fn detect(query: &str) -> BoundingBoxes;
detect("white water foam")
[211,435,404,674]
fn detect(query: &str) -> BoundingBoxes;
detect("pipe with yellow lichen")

━━━━

- [STATED TASK]: Count how many lines in the material above contain the string "detect", treating uppercase and lowercase as different, and give only the number.

- [RESULT FOR THIS EXERCISE]: 4